Given task = Pull out every line in the rows below that contains the string "query".

### Material provided ###

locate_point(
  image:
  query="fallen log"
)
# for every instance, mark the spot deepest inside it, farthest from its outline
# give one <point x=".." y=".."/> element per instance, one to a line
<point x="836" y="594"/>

###
### Material provided ###

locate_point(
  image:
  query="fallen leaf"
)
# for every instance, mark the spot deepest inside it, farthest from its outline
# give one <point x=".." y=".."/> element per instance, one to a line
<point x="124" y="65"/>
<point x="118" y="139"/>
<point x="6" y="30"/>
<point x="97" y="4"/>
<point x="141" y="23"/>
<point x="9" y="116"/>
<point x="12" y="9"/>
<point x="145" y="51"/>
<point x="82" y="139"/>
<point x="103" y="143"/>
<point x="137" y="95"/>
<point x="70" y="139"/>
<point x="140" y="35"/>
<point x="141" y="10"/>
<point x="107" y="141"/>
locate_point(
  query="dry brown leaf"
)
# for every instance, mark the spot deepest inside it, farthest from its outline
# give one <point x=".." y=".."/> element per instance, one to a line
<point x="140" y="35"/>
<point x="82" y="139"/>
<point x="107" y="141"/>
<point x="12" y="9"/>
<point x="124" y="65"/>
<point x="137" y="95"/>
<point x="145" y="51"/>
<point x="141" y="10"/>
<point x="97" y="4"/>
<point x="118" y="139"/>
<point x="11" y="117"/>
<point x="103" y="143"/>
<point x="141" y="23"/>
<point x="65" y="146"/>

###

Finished exercise =
  query="fallen log"
  query="fallen leaf"
  query="dry brown leaf"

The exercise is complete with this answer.